START Material for the task

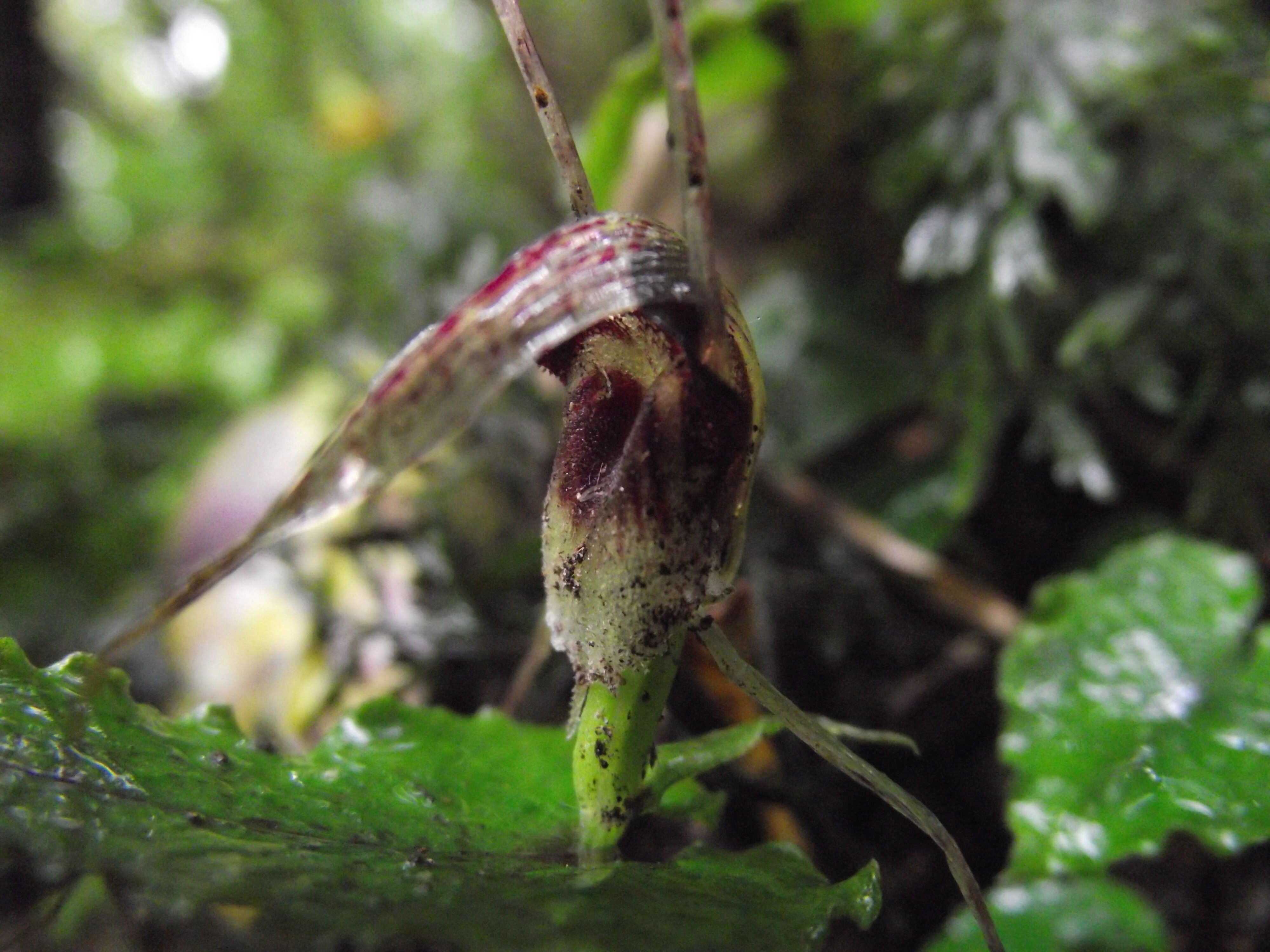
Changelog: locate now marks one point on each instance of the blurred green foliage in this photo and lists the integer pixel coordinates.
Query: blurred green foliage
(1137, 704)
(977, 215)
(1046, 213)
(403, 827)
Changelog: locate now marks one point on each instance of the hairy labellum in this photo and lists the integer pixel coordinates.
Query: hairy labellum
(646, 512)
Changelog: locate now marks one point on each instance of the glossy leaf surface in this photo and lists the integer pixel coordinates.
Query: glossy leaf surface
(403, 824)
(1139, 708)
(1057, 916)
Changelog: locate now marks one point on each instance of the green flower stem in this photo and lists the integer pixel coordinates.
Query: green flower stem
(612, 755)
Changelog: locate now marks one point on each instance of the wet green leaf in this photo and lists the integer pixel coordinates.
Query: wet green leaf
(1059, 916)
(1133, 711)
(403, 824)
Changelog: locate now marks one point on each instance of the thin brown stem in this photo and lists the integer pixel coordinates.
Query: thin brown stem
(582, 202)
(963, 598)
(688, 142)
(813, 733)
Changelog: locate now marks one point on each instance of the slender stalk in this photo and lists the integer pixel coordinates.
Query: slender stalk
(612, 755)
(688, 142)
(813, 733)
(582, 202)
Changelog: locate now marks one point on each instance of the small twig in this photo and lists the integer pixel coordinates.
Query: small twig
(528, 671)
(688, 142)
(582, 202)
(963, 598)
(811, 731)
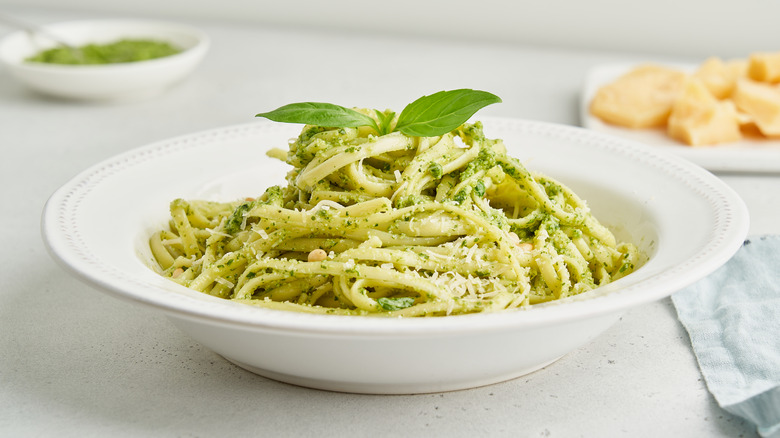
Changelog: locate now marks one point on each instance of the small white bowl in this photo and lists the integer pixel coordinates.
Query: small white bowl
(133, 80)
(687, 221)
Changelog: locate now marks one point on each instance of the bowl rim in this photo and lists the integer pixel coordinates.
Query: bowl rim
(202, 44)
(616, 297)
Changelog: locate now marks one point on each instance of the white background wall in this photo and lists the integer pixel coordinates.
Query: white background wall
(691, 28)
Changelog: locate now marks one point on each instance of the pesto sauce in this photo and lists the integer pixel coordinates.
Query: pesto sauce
(121, 51)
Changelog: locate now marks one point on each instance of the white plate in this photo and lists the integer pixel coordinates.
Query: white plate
(748, 155)
(687, 221)
(105, 82)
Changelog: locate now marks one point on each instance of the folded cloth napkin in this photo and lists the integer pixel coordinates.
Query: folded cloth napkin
(733, 319)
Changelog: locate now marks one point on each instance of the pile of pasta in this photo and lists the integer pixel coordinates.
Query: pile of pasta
(719, 102)
(394, 225)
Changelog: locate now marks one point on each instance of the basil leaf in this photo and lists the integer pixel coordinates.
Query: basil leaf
(441, 112)
(320, 114)
(395, 303)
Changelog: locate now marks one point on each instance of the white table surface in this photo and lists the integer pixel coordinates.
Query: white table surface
(74, 362)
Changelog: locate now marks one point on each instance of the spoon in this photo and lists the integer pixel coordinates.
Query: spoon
(33, 29)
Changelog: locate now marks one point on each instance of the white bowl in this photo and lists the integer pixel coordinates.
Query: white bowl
(122, 81)
(687, 221)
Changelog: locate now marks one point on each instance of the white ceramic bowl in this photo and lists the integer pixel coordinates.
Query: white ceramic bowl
(687, 221)
(135, 80)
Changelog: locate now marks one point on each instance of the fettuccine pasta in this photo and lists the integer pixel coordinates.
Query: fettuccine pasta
(394, 225)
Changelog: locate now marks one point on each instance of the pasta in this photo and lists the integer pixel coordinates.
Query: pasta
(394, 225)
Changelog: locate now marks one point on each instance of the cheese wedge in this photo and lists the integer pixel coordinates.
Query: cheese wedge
(721, 77)
(641, 98)
(761, 101)
(699, 118)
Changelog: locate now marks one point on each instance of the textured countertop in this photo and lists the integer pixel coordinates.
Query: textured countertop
(74, 362)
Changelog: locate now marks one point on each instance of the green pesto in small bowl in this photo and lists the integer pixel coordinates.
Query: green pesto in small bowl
(121, 51)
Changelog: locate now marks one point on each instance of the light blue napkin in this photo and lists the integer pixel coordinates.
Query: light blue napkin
(733, 319)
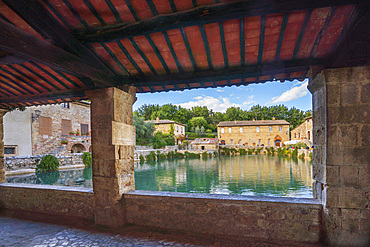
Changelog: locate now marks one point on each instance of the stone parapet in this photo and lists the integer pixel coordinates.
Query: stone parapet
(341, 157)
(291, 219)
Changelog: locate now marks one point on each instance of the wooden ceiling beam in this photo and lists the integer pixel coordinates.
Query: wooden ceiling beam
(227, 73)
(200, 16)
(29, 47)
(35, 14)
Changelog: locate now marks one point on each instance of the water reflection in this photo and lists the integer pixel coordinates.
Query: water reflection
(245, 175)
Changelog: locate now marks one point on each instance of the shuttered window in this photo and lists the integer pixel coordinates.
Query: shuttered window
(66, 126)
(84, 129)
(45, 126)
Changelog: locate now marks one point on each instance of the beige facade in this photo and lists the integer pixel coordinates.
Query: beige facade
(303, 131)
(205, 143)
(165, 126)
(253, 133)
(48, 129)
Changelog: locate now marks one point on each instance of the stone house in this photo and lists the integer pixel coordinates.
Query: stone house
(166, 126)
(253, 133)
(303, 131)
(49, 129)
(205, 143)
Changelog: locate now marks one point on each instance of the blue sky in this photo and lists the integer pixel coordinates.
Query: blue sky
(291, 94)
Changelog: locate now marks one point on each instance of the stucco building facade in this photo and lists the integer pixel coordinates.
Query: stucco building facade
(303, 131)
(166, 126)
(49, 129)
(253, 133)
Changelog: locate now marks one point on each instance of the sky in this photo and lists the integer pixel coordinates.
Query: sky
(290, 94)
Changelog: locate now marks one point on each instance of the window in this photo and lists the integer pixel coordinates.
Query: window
(65, 105)
(45, 126)
(66, 126)
(10, 150)
(84, 129)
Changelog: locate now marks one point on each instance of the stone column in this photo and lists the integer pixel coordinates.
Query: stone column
(2, 162)
(341, 158)
(113, 140)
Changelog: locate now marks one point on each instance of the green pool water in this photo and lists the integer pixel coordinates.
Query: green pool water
(244, 175)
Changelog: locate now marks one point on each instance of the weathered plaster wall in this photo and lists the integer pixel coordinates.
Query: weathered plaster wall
(257, 217)
(17, 131)
(341, 154)
(55, 200)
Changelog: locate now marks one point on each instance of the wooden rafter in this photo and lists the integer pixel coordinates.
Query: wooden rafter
(200, 16)
(27, 46)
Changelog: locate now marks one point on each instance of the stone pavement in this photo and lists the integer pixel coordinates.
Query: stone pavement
(79, 232)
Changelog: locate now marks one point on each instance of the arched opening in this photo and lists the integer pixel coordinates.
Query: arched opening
(78, 148)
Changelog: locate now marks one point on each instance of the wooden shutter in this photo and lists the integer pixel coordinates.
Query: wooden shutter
(45, 126)
(66, 126)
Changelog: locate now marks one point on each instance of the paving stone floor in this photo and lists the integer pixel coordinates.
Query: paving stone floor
(61, 232)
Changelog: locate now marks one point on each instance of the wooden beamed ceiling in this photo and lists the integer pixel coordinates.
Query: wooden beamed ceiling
(54, 50)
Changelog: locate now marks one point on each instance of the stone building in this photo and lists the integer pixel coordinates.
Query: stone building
(165, 125)
(303, 131)
(253, 133)
(205, 143)
(48, 129)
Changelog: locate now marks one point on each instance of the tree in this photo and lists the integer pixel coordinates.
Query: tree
(144, 131)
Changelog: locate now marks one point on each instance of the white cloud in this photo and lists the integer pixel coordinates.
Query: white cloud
(216, 104)
(292, 94)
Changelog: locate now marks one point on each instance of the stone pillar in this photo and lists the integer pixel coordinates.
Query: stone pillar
(2, 162)
(341, 158)
(113, 140)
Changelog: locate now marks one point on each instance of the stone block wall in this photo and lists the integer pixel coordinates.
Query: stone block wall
(253, 217)
(342, 154)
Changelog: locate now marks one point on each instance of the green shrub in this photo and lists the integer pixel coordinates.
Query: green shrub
(87, 159)
(48, 163)
(142, 159)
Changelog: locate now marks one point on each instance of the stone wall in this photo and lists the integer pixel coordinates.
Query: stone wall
(30, 162)
(250, 137)
(78, 113)
(341, 153)
(54, 200)
(254, 217)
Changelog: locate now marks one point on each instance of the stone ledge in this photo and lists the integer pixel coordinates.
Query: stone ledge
(241, 198)
(47, 187)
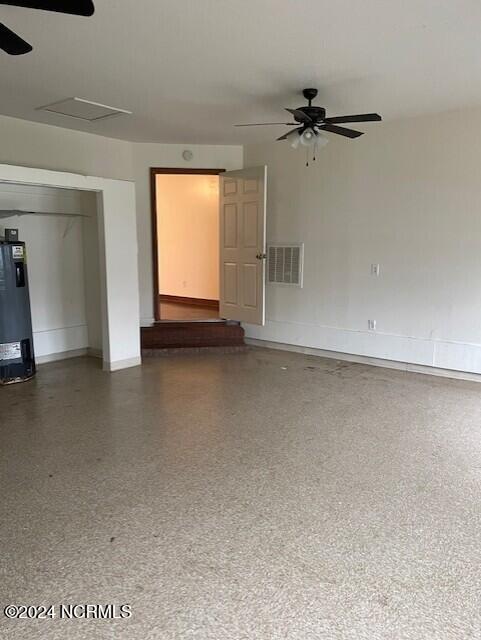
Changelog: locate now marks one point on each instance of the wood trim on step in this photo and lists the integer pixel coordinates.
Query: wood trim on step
(196, 302)
(154, 171)
(174, 335)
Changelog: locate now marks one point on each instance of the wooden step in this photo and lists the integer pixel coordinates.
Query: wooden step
(175, 335)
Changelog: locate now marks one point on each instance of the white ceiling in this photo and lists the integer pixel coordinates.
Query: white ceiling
(190, 69)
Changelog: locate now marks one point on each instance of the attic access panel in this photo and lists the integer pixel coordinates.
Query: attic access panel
(82, 109)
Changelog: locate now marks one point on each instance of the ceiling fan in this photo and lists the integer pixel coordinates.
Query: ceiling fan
(313, 122)
(14, 45)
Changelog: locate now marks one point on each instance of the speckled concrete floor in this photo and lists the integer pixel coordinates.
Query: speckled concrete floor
(258, 496)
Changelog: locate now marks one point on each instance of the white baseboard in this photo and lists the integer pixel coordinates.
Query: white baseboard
(63, 355)
(377, 362)
(50, 343)
(122, 364)
(431, 352)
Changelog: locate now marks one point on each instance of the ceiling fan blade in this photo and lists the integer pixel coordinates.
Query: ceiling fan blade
(74, 7)
(342, 131)
(11, 43)
(266, 124)
(300, 116)
(362, 117)
(286, 135)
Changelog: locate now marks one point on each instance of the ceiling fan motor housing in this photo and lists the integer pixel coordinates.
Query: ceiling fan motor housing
(317, 114)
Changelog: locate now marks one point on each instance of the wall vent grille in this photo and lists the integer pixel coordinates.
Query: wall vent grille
(285, 264)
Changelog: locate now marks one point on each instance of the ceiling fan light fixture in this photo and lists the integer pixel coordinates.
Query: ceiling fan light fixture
(295, 139)
(321, 140)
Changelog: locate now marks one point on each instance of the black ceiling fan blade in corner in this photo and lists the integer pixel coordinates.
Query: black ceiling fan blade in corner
(11, 43)
(266, 124)
(286, 135)
(341, 131)
(73, 7)
(300, 116)
(362, 117)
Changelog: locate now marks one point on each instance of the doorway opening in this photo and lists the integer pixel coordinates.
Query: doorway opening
(185, 226)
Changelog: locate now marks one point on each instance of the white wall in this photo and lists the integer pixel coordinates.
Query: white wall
(55, 261)
(406, 195)
(31, 144)
(188, 235)
(146, 156)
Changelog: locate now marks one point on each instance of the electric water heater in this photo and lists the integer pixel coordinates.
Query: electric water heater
(17, 361)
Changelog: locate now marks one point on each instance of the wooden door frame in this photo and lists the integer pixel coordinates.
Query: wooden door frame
(154, 172)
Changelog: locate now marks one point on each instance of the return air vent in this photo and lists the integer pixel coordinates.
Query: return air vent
(285, 264)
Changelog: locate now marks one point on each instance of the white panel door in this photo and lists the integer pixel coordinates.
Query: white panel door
(243, 245)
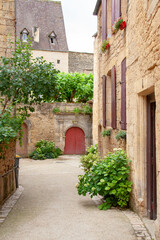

END Material for the task

The line containing "of the thin" marks the end: copy exactly every line from the start of the records up to and including it, leaving out the pictures.

Changelog: locate now marks one point on each instance of the blurred green foliage in this photo and lists the integer pixel coordinates.
Query: blurred green foliage
(1137, 704)
(977, 215)
(1046, 213)
(403, 827)
Changelog: locate now marks one point on each instance of the hairy labellum in this photo and lists the integer pixel coordinates.
Query: hairy labellum
(646, 512)
Changelog: locate now marks one point on each instance of the glossy leaf surface in this photo and lists the integer pixel coordinates.
Query: glossy leaf surface
(403, 824)
(1139, 708)
(1057, 916)
Changelog: locate now marks one point on each instance of the green flower stem in this photo and lists the integer pixel coordinates.
Query: green flower stem
(612, 755)
Changelog: locate now marks one point on each instance of the wet green leaf in this photo and lists the integer pixel coordinates.
Query: wet green leaf
(1059, 916)
(1133, 711)
(403, 824)
Changelog: locate now marks one point on each instance of the thin brown stem in this photo and lists the integer pixel coordinates.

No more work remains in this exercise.